(Stored items from a collection)
··········

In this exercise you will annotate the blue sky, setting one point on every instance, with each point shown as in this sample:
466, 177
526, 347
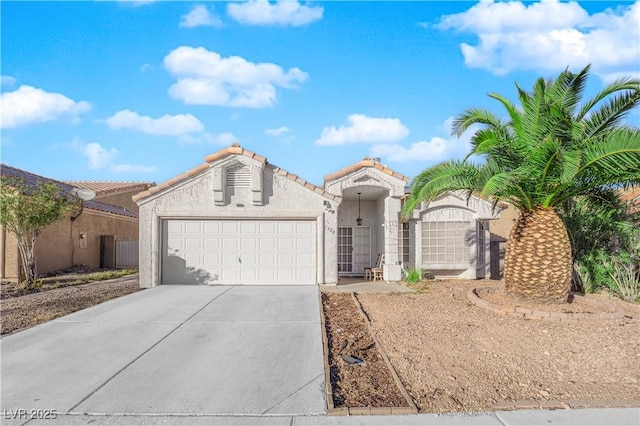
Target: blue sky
142, 91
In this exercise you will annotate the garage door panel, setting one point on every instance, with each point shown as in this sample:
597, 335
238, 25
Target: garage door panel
175, 243
212, 228
303, 244
248, 275
267, 259
176, 227
305, 228
267, 275
193, 227
248, 243
249, 227
193, 243
230, 227
285, 227
212, 258
211, 243
267, 228
285, 243
230, 243
239, 252
267, 243
284, 259
304, 259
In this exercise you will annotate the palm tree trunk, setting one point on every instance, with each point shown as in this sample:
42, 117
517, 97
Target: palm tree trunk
537, 263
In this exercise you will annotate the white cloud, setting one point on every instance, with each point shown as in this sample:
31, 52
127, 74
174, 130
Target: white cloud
7, 80
206, 78
278, 131
101, 158
224, 139
29, 105
167, 125
136, 3
435, 149
220, 139
283, 12
431, 150
363, 129
131, 168
549, 36
200, 16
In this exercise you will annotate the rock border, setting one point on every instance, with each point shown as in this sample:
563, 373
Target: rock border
350, 411
474, 296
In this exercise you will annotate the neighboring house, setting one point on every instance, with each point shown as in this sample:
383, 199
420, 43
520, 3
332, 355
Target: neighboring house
114, 193
500, 230
237, 219
89, 239
632, 196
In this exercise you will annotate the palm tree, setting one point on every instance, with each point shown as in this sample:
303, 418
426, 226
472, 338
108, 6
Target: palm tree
551, 149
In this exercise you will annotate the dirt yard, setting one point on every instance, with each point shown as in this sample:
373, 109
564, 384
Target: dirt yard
54, 299
366, 384
452, 355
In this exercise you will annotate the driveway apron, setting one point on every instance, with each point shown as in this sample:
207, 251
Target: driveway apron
174, 350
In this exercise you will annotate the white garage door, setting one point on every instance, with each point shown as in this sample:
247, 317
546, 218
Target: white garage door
239, 252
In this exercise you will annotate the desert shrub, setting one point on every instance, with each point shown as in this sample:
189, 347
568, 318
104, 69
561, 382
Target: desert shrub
107, 275
625, 281
33, 285
414, 275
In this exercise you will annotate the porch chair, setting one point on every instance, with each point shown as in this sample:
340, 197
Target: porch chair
375, 272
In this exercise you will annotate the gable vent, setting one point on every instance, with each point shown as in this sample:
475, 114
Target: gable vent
238, 177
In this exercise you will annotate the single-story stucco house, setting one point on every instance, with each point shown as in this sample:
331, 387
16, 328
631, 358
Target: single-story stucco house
238, 219
88, 236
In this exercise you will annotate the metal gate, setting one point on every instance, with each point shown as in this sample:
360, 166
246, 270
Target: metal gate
126, 253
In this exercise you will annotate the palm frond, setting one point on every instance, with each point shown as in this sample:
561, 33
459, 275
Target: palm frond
471, 116
514, 112
451, 175
621, 84
609, 116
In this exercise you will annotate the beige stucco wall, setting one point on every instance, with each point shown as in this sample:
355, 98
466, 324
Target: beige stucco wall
60, 246
9, 256
501, 227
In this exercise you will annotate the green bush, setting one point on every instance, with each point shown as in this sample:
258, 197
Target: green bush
625, 281
414, 275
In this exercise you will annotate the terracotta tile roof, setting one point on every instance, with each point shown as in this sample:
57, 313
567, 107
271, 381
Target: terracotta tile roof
366, 162
110, 187
234, 149
33, 179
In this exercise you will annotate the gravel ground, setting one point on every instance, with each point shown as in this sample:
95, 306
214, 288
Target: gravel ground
22, 312
454, 356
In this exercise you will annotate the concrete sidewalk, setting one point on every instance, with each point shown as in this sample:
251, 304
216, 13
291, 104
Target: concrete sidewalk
587, 416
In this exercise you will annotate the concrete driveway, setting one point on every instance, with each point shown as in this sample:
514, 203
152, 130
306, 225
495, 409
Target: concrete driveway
176, 350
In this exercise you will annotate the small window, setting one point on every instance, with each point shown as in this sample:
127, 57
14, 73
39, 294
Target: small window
238, 177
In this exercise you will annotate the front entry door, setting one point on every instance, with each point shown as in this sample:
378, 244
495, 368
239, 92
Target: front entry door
354, 250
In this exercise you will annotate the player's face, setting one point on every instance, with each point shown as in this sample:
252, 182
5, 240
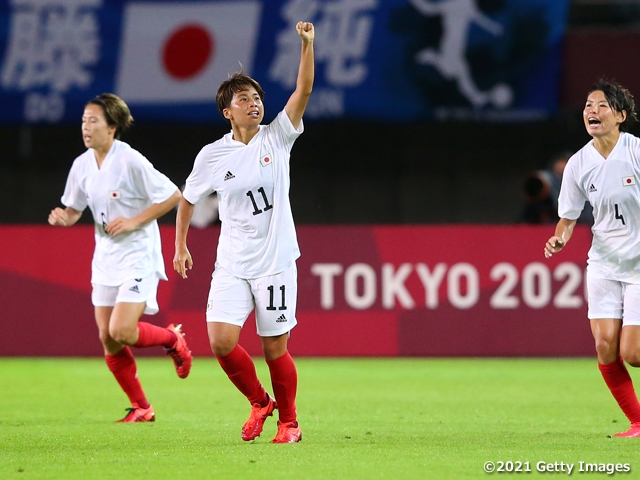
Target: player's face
246, 108
96, 132
599, 118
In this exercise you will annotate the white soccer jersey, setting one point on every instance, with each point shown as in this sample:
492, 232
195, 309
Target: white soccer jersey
125, 185
257, 236
611, 186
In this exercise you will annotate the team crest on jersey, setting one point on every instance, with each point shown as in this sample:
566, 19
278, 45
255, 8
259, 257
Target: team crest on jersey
266, 160
628, 181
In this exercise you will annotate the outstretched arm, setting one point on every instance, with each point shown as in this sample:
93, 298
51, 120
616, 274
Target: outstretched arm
122, 225
297, 103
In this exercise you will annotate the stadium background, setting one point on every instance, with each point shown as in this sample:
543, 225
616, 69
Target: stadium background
400, 174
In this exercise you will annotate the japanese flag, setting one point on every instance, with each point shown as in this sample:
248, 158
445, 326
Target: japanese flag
180, 52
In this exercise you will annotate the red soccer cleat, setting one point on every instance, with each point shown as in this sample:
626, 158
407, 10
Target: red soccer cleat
180, 353
633, 432
252, 428
137, 414
288, 433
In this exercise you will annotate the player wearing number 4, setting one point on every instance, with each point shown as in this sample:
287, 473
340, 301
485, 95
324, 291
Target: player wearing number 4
606, 172
126, 195
255, 265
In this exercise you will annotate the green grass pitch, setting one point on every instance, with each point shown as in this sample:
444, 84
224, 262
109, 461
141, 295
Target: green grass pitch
360, 418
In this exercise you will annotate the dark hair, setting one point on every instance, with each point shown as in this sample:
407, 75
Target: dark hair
116, 111
237, 82
619, 99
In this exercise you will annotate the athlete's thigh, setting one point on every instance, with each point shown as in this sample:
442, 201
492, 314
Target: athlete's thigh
605, 298
140, 291
276, 301
230, 298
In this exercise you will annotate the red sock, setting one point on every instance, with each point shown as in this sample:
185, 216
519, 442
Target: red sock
242, 372
284, 379
151, 336
123, 367
619, 382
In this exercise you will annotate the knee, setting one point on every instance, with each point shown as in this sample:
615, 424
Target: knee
631, 357
105, 338
122, 335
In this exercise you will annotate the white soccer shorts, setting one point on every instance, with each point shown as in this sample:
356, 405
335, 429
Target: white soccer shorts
614, 299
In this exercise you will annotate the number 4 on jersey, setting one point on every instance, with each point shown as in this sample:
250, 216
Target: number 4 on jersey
282, 306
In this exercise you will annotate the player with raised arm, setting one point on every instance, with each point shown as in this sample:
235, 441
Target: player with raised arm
606, 172
126, 195
257, 250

··········

- PROBLEM REQUIREMENTS:
Make an exact copy of every entry above, minus the images.

- RESPONSE BELOW:
In this exercise you will annotate the blue sky, setting one point on every instance, with each point shown as in this sample:
466, 177
526, 347
Target: blue sky
142, 91
In this exercise you will annotate the garage door panel, setting one point on every instance, with each point shown as in this sample:
597, 335
238, 25
Target: garage door panel
175, 243
212, 228
303, 244
248, 275
267, 259
176, 227
305, 228
267, 275
193, 227
248, 243
249, 227
193, 243
230, 227
285, 227
212, 258
211, 243
267, 228
285, 243
230, 243
239, 252
267, 243
284, 259
304, 259
In this exercise you will annotate the palm tree trunk, setting one point on every instance, with each point shown as in this sample:
42, 117
517, 97
Target: palm tree trunk
537, 263
In this exercise you will annotate the white cloud, setting one point on every instance, with each point shown as in this sample:
31, 52
127, 74
174, 130
Target: white cloud
7, 80
206, 78
278, 131
101, 158
224, 139
29, 105
167, 125
136, 3
435, 149
220, 139
283, 12
431, 150
363, 129
131, 168
549, 36
200, 16
In this exercise you will annotate the rock border, setting one point on every instance, with each point shown as in this sample:
563, 373
Target: rock border
350, 411
474, 296
In this exercise you will annotate the neighboring house, setting one point on every instance, with each point shown as in this sample:
383, 199
420, 43
520, 3
332, 355
Target: neighboring house
114, 193
500, 230
237, 219
89, 239
632, 196
In this exercise you will annotate the palm tree, setting one point on every instance, with each point shown as in this sample:
303, 418
426, 226
472, 338
108, 6
Target: palm tree
551, 149
In this exercise you will annotate the dirt yard, setting one point on every instance, with each point shown as in this sample:
373, 109
564, 384
Target: dirt yard
54, 299
366, 384
452, 355
In this exercise you will annotate the driveway apron, setting one point on every instance, with each point shown as in this sample:
207, 251
Target: driveway apron
174, 350
In this exercise you will annotate the white garage door, setting one point on every instance, with each point shown as in this sample:
247, 317
546, 218
Target: white garage door
239, 252
In this exercise you will annotate the desert shrub, setting one point on every instance, with each point shown as in this sample:
189, 347
568, 318
104, 69
561, 382
Target: desert shrub
107, 275
625, 281
33, 285
414, 275
In this exercise you will annotate the porch chair, setting one point on every instance, with each point shown as in this sample:
340, 197
Target: porch chair
375, 272
In this exercise you will annotate the gable vent, setting one point on every instance, with each point shown as in this sample:
475, 114
Target: gable vent
238, 177
In this exercise you will annotate the single-story stucco house, setting one point on every instance, with each point shown as in this sample:
331, 387
16, 328
631, 358
Target: single-story stucco house
238, 219
88, 236
In this exercise you will annotate the metal gate, setting one point on every instance, with each point shown as in this sample:
360, 166
246, 270
Target: metal gate
126, 253
In this exercise you will annotate the palm frond, setting one point on every instance, with each point shown as in this sample:
561, 33
459, 275
Target: palm frond
471, 116
514, 112
451, 175
621, 84
609, 116
In this exercise you will annotate the beige stucco wall, setting one point on every instance, with each point shown as in this sample:
355, 98
466, 324
Target: beige stucco wall
60, 246
9, 256
501, 227
In this exercise you will annotate the green bush, setting one point on every instance, with each point shown as in this sample:
258, 197
Target: green bush
625, 281
414, 275
In this exercise you will annotate the terracotta tile roof, setting one point on every instance, with each point shown as in this sample:
57, 313
567, 107
271, 381
Target: terracotta tile roof
366, 162
110, 187
234, 149
33, 179
In this exercise you will annotate the gravel ground, setting one point on every instance, with each point shown as in this sample:
95, 306
214, 288
Target: gravel ground
22, 312
454, 356
In this exercise you will annotate the concrete sidewalk, setting one point on every instance, with each point shown as in this sample:
251, 304
216, 13
291, 104
Target: concrete sidewalk
587, 416
In this exercise you will annotate the concrete driveway, setting one point on every instance, with each point shown as in this sample:
514, 203
152, 130
306, 225
495, 409
Target: concrete driveway
176, 350
In this exercise you will annotate the small window, setting one point on every instance, with each point shown as in this sample:
127, 57
14, 73
39, 294
Target: small window
238, 177
In this exercise you will annotate the front entry door, setting one point on every instance, with each point shown as in this sample:
378, 244
495, 368
239, 92
Target: front entry door
354, 250
In this exercise you will annotate the player's face, setting one point on every instance, with each point shown as in this sample:
252, 182
5, 240
Target: player's face
246, 108
96, 132
599, 118
In this exercise you will annotate the white soccer jersey, setting one point on every instance, with each point shown as in this sample:
492, 232
195, 309
Target: white soccer jersey
125, 185
257, 236
611, 186
In this exercise you will annotate the team crest on jersey, setting one point on every instance, with each point shown as in this sample:
566, 19
278, 45
255, 8
259, 257
Target: team crest on jersey
266, 160
628, 181
In this exercise you will annotate the outstretched arm, setting one point on every instance, with each point shown as in this sample:
93, 298
51, 120
616, 274
Target: outstretched arm
122, 225
297, 103
In this exercise you will annotate the stadium background, setting one point on every instance, with each point shown as in this sample:
543, 225
616, 69
Target: stadium background
400, 174
In this exercise you will annotate the japanese flag, setting one point on every instance, with each point shown as in this sample:
248, 158
445, 326
Target: japanese flag
180, 52
In this exercise you will annotate the red soccer cleat, setting one point on every instance, with each point shown as in this sample:
626, 158
407, 10
Target: red soccer cleat
180, 353
633, 432
252, 428
137, 414
288, 433
In this exercise you will annotate the player wearing number 4, setting one point on every instance, with each point shown as in this sample:
287, 473
340, 301
485, 95
324, 291
Target: player wearing number 4
606, 172
126, 195
255, 265
In this exercise you will annotate the green grass pitch, setting one point on every instance, with each point shown as in this sample:
444, 84
224, 262
109, 461
141, 295
Target: green grass pitch
360, 418
In this exercise you will annotate the dark hair, setting one point on every instance, with each point shown as in this sample:
407, 75
Target: dark hair
116, 111
237, 82
619, 99
In this exercise you will annotate the athlete's thigh, setting one point on every instance, with each point shown as in this sample:
442, 201
492, 314
Target: athlete's thigh
605, 298
140, 291
276, 301
230, 298
In this exercise you will annotate the red sock, setting one point on every instance, with each point shown as in this sample:
185, 216
519, 442
Target: red sock
242, 372
284, 379
151, 336
123, 367
619, 382
In this exercise you will annotate the knee, setting one point on every instance, with each point shown as in this sample:
615, 424
Target: knee
631, 357
105, 338
122, 335
In this exercise you will annotate the white soccer shorts, setting one point on every instance, with each point shown as in this sample:
356, 405
335, 429
Target: white soccer shorts
614, 299
In this exercise you will annotate the number 4 on jersey, setting one point on every instance, with each point shown as in this sample:
250, 216
Target: number 4 on jersey
282, 306
In this exercise you will annotate the player with raised arm, setting one point on every instance, with each point shown as in this sample:
235, 441
Target: player with raised arm
606, 172
126, 195
257, 250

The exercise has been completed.